Task to carry out =>
Using the records below, write out again exactly the lines that begin at the line containing "task | identify every instance of the black" and end at the line containing "task | identify every instance of the car wheel", and no other lines.

Point-per-instance localization data
Content starts

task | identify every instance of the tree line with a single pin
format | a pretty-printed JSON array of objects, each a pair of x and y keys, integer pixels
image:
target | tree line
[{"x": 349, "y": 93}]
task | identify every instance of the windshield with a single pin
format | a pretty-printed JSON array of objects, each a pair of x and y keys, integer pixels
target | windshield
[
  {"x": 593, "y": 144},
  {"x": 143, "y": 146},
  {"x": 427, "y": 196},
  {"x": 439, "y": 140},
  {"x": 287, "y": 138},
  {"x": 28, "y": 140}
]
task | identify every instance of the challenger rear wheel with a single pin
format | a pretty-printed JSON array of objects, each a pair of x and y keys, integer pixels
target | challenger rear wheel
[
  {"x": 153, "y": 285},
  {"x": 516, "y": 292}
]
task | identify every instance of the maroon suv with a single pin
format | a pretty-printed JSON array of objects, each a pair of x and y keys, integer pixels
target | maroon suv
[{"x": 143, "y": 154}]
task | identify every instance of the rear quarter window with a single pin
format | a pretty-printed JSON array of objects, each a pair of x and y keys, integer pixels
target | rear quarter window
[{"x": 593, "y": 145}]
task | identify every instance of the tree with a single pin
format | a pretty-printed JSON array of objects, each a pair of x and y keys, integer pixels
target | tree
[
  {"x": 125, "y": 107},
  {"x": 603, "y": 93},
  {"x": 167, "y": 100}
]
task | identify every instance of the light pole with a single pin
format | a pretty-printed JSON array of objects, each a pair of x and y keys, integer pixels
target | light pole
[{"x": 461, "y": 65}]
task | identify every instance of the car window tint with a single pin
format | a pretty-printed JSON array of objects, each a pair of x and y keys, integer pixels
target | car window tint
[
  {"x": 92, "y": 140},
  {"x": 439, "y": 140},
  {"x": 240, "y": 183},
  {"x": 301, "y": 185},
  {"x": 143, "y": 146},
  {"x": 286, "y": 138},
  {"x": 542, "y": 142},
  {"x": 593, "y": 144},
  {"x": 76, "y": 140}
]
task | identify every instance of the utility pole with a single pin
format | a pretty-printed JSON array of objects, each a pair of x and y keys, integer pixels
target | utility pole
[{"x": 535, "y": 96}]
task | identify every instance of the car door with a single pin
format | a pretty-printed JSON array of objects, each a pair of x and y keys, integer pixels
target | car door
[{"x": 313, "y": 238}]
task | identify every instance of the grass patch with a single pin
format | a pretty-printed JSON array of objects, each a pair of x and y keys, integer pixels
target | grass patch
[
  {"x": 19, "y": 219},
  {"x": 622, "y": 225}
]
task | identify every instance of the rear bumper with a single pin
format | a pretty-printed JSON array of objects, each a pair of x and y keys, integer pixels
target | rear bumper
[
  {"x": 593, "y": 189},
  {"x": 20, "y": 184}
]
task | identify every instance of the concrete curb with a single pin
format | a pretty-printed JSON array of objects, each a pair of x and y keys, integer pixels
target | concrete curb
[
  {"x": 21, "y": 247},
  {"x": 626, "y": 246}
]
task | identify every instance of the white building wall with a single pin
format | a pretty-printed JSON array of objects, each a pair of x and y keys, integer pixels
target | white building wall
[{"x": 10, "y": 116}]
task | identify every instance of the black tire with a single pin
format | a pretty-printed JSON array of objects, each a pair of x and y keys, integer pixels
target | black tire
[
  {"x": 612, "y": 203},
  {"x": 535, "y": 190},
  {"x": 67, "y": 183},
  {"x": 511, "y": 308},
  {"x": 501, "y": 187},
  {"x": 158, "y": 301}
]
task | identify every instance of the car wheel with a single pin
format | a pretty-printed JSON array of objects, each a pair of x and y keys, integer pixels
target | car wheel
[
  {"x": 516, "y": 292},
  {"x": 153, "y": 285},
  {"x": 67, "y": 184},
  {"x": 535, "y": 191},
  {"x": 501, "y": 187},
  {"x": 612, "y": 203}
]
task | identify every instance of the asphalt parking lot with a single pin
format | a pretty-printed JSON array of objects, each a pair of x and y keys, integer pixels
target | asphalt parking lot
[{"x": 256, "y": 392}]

Content ends
Content starts

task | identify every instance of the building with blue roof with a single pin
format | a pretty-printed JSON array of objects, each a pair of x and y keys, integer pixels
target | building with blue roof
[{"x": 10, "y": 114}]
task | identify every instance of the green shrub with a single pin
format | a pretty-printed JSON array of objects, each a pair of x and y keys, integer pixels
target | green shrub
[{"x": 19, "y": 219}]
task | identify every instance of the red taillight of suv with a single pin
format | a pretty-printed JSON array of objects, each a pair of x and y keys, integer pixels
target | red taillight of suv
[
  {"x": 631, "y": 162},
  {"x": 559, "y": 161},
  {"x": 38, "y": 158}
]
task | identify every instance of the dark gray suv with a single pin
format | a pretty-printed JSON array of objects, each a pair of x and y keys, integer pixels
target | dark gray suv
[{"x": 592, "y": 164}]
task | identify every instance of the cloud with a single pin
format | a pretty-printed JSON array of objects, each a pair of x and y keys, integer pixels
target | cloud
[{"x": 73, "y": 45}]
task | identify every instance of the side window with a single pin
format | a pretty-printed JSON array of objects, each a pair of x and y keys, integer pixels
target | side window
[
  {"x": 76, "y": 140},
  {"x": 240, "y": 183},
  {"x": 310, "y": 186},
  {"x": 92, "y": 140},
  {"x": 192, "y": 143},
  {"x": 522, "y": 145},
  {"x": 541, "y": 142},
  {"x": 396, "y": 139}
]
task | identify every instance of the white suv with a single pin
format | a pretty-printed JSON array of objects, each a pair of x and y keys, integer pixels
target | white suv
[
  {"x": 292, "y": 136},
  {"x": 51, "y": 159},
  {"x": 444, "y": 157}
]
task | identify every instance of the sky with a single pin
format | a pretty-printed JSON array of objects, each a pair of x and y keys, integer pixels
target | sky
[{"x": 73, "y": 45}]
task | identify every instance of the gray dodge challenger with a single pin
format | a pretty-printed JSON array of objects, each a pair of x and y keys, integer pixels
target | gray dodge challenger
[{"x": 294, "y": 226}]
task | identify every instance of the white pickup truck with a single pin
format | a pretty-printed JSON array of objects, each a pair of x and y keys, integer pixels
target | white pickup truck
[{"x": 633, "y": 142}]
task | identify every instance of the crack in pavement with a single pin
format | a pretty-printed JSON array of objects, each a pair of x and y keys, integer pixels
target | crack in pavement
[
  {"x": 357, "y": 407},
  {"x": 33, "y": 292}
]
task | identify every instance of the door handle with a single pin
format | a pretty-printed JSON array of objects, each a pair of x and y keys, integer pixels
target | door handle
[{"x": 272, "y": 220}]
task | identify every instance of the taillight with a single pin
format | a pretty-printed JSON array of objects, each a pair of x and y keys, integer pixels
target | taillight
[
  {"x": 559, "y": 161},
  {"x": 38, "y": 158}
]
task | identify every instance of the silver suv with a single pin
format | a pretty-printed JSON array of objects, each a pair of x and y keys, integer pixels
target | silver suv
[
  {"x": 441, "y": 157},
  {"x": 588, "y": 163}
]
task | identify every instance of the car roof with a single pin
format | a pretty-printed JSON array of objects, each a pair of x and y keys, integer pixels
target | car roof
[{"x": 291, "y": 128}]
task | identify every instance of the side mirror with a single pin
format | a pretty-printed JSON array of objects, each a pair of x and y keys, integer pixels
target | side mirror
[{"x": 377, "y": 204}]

Content ends

Exercise output =>
task | identify every instance of the black tire with a single pin
format | a pretty-printed JSON array of objects, each a pair of x and y keys, integer pixels
target | black tire
[
  {"x": 612, "y": 203},
  {"x": 535, "y": 190},
  {"x": 67, "y": 183},
  {"x": 511, "y": 308},
  {"x": 501, "y": 187},
  {"x": 158, "y": 301}
]
task | identify every instance of the car wheel with a single pin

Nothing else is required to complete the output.